The race to end the Covid-19 pandemic will be won by vaccines. We now have at least four approved vaccines, and the first two–the fastest to be developed and approved–were both RNA vaccines, a new technology that has never before been used on a large scale.
As I’ve written before, these RNA vaccines are a scientific triumph. Both the Moderna vaccine and the Pfizer/BioNTech vaccine are 95% effective against the virus. Both were developed in a matter of days–days!–after the genome sequence of the Covid-19 virus, SARS-CoV-2, was first revealed.
Now that we know that RNA vaccines work, what’s stopping us from designing and deploying this technology for many other infections that we don’t yet have under control? Simply put: nothing. We just need to have the will to do it, and it will happen. By which I mean, we need the government to pay for it.
Once Covid-19 fades, as it will, we’ll still have to deal with influenza, which sweeps through the population every year, often mutating significantly from the previous year. That’s why we need a new flu vaccine every year: the flu itself mutates to escape the protection we have from last year’s vaccine.
(Aside: we’re in the midst of the mildest flu season in decades, perhaps ever, thanks to the Covid-19 restrictions. The CDC reports fewer than 100 confirmed cases of influenza in the entire country, at a time when we’d usually be seeing thousands of cases per week.)
RNA vaccines are remarkably easy to design, and they’re much cheaper than conventional vaccines too. We should be thinking about making them for a raft of illnesses now: not just flu, but malaria, HIV, and others. But let’s start with the flu.
We already know that we need a new flu vaccine every year, so here’s a not-so-radical proposal: let’s create an RNA vaccine for the flu, right now, paid for by the government. It’s almost certain to work, and it will likely work far better than the current vaccine. Here’s why.
+ + +
TASKS AND EXERCISES ▸
A: In the essay on RNA vaccines, how effective does it say the Moderna and Pfizer/BioNTech vaccines are against the virus?
B: Carry on the essay on RNA vaccines from its final sentence, "Here's why."
+ + +
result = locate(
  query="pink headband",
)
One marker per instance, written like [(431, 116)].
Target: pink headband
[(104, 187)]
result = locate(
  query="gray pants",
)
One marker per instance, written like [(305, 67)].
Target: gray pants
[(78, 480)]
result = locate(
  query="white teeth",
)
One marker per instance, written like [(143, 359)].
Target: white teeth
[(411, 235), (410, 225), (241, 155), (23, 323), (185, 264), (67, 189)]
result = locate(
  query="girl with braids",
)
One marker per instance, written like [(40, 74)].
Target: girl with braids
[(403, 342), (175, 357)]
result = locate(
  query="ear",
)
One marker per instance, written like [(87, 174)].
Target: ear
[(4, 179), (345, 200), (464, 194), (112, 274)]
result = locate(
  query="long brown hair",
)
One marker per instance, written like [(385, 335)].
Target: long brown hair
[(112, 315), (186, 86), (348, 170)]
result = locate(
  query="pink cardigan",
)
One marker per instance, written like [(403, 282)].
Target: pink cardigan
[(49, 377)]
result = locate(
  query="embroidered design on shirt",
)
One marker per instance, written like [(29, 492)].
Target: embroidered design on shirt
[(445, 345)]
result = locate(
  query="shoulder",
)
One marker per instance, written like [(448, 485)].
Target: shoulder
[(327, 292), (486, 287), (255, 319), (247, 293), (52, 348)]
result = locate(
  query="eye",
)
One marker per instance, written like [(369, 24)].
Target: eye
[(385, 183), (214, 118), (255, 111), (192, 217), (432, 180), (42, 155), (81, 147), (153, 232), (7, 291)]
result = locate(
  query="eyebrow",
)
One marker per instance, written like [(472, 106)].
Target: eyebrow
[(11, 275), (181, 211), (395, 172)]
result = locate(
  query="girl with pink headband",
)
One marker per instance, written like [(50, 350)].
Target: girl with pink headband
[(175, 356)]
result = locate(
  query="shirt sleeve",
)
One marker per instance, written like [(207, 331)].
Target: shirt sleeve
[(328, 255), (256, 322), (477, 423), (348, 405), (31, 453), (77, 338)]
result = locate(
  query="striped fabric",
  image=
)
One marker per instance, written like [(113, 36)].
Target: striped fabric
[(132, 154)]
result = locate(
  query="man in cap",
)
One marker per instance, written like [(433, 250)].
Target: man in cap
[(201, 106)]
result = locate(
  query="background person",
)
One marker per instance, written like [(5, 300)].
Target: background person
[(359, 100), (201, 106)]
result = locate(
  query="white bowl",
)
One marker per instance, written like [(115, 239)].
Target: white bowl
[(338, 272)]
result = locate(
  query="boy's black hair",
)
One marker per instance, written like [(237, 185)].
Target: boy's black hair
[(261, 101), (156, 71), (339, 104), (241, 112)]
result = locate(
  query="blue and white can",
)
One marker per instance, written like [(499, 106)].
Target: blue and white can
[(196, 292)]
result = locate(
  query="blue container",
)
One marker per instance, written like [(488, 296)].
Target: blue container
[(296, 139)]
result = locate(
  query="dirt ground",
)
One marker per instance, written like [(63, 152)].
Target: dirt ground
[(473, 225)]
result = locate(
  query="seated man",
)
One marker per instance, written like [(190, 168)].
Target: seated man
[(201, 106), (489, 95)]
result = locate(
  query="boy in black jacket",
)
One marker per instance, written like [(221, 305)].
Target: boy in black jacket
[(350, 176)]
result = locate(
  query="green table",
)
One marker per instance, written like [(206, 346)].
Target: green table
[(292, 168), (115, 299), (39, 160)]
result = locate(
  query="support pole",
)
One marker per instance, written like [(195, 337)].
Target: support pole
+ + +
ANSWERS BY TASK ▸
A: Both are 95% effective.

B:
For the current flu vaccines, we create a new vaccine every year based on what’s currently circulating among humans. For the Northern hemisphere, we choose the vaccine strain right around now (late January or early February), because it takes 6 months to prepare the vaccine for the following fall.
The flu vaccine production uses a crude, decades-old process. After choosing a vaccine strain, the manufacturers (GlaxoSmithKline is one) isolate the virus and then inject it into chicken eggs, where they let it grow for 4-5 days. The virus is then extracted from the eggs, killed, and stuck into a syringe. That’s basically it. (This is why people who have egg allergies are sometimes warned not to get the flu vaccine.)
There are loads of problems with this process. First, it often turns out (and this is not widely known) that the first choice for a vaccine strain doesn’t grow well in eggs. In those years, the manufacturers move on to a second, third, or fourth choice, until they find one that grows in chicken eggs. These inferior choices, in turn, lead to vaccines that are less effective at conferring immunity.
Second, the process requires huge, messy chicken farms, which means it is slow and costly. Third, even though the virus is a killed virus, there’s always a small chance that some live virus will survive and infect people.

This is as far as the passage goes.